▶ WORK REQUIRED: Count how many lines in the records below contain the string "snowy", treating uppercase and lowercase as different. Reply with the number alone.

▶ PROVIDED DATA:
** BEGIN **

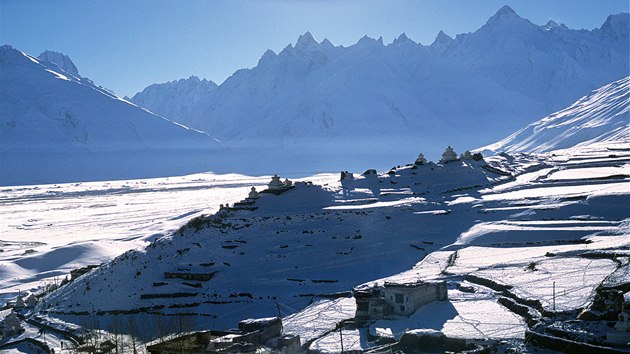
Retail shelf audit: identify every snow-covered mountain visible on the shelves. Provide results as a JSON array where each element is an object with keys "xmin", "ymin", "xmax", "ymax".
[
  {"xmin": 479, "ymin": 77, "xmax": 630, "ymax": 152},
  {"xmin": 0, "ymin": 46, "xmax": 219, "ymax": 185},
  {"xmin": 132, "ymin": 6, "xmax": 629, "ymax": 163},
  {"xmin": 129, "ymin": 76, "xmax": 218, "ymax": 121},
  {"xmin": 39, "ymin": 143, "xmax": 630, "ymax": 352},
  {"xmin": 37, "ymin": 50, "xmax": 81, "ymax": 77}
]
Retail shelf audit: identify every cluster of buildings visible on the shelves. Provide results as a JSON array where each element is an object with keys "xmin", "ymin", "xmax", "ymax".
[
  {"xmin": 147, "ymin": 317, "xmax": 300, "ymax": 354},
  {"xmin": 218, "ymin": 175, "xmax": 295, "ymax": 215},
  {"xmin": 414, "ymin": 145, "xmax": 483, "ymax": 166}
]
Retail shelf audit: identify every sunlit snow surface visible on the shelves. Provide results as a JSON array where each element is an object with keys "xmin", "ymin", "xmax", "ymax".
[
  {"xmin": 0, "ymin": 144, "xmax": 630, "ymax": 352},
  {"xmin": 0, "ymin": 173, "xmax": 336, "ymax": 297}
]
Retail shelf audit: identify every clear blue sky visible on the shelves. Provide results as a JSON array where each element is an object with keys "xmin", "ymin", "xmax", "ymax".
[{"xmin": 0, "ymin": 0, "xmax": 629, "ymax": 96}]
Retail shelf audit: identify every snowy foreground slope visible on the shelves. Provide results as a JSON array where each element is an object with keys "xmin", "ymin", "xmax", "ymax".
[
  {"xmin": 33, "ymin": 142, "xmax": 630, "ymax": 352},
  {"xmin": 131, "ymin": 6, "xmax": 629, "ymax": 160},
  {"xmin": 479, "ymin": 77, "xmax": 630, "ymax": 152},
  {"xmin": 0, "ymin": 46, "xmax": 220, "ymax": 185}
]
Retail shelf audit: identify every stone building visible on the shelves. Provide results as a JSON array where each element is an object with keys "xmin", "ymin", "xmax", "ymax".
[
  {"xmin": 353, "ymin": 280, "xmax": 448, "ymax": 325},
  {"xmin": 440, "ymin": 145, "xmax": 457, "ymax": 163},
  {"xmin": 384, "ymin": 280, "xmax": 448, "ymax": 316},
  {"xmin": 414, "ymin": 153, "xmax": 427, "ymax": 166}
]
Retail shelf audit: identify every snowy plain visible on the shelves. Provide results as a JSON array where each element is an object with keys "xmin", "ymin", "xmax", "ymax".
[{"xmin": 0, "ymin": 173, "xmax": 336, "ymax": 300}]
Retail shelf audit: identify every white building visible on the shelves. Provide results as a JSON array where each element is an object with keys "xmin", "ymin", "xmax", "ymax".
[
  {"xmin": 384, "ymin": 280, "xmax": 448, "ymax": 316},
  {"xmin": 353, "ymin": 280, "xmax": 448, "ymax": 325},
  {"xmin": 247, "ymin": 187, "xmax": 260, "ymax": 199},
  {"xmin": 267, "ymin": 175, "xmax": 285, "ymax": 191},
  {"xmin": 440, "ymin": 145, "xmax": 457, "ymax": 163},
  {"xmin": 2, "ymin": 311, "xmax": 22, "ymax": 337},
  {"xmin": 459, "ymin": 150, "xmax": 473, "ymax": 161},
  {"xmin": 414, "ymin": 153, "xmax": 427, "ymax": 166}
]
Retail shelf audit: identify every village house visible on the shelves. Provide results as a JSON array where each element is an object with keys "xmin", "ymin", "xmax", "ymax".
[
  {"xmin": 440, "ymin": 145, "xmax": 457, "ymax": 163},
  {"xmin": 459, "ymin": 150, "xmax": 473, "ymax": 161},
  {"xmin": 261, "ymin": 175, "xmax": 295, "ymax": 195},
  {"xmin": 414, "ymin": 153, "xmax": 427, "ymax": 166},
  {"xmin": 0, "ymin": 311, "xmax": 24, "ymax": 338},
  {"xmin": 353, "ymin": 280, "xmax": 448, "ymax": 324},
  {"xmin": 147, "ymin": 317, "xmax": 300, "ymax": 354},
  {"xmin": 384, "ymin": 280, "xmax": 447, "ymax": 316},
  {"xmin": 339, "ymin": 171, "xmax": 354, "ymax": 181}
]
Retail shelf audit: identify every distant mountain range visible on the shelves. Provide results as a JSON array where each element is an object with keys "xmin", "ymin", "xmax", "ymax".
[
  {"xmin": 0, "ymin": 6, "xmax": 629, "ymax": 185},
  {"xmin": 0, "ymin": 46, "xmax": 220, "ymax": 185},
  {"xmin": 131, "ymin": 6, "xmax": 629, "ymax": 160},
  {"xmin": 480, "ymin": 77, "xmax": 630, "ymax": 152}
]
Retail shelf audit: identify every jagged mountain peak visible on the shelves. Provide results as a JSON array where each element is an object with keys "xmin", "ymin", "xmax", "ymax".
[
  {"xmin": 392, "ymin": 32, "xmax": 416, "ymax": 45},
  {"xmin": 355, "ymin": 35, "xmax": 383, "ymax": 47},
  {"xmin": 600, "ymin": 12, "xmax": 630, "ymax": 40},
  {"xmin": 295, "ymin": 31, "xmax": 319, "ymax": 48},
  {"xmin": 431, "ymin": 31, "xmax": 455, "ymax": 46},
  {"xmin": 482, "ymin": 5, "xmax": 533, "ymax": 28},
  {"xmin": 37, "ymin": 50, "xmax": 80, "ymax": 77}
]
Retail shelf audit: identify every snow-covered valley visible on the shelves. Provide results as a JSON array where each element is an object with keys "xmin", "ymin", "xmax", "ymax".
[
  {"xmin": 2, "ymin": 142, "xmax": 630, "ymax": 352},
  {"xmin": 0, "ymin": 6, "xmax": 630, "ymax": 354}
]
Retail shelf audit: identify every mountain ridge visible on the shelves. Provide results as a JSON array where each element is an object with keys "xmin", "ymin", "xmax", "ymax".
[
  {"xmin": 478, "ymin": 76, "xmax": 630, "ymax": 153},
  {"xmin": 131, "ymin": 7, "xmax": 628, "ymax": 162},
  {"xmin": 0, "ymin": 46, "xmax": 220, "ymax": 185}
]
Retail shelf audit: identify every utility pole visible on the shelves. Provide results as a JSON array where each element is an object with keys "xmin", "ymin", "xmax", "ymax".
[
  {"xmin": 339, "ymin": 324, "xmax": 343, "ymax": 354},
  {"xmin": 553, "ymin": 281, "xmax": 556, "ymax": 312}
]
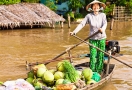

** END **

▶ RESULT BELOW: 2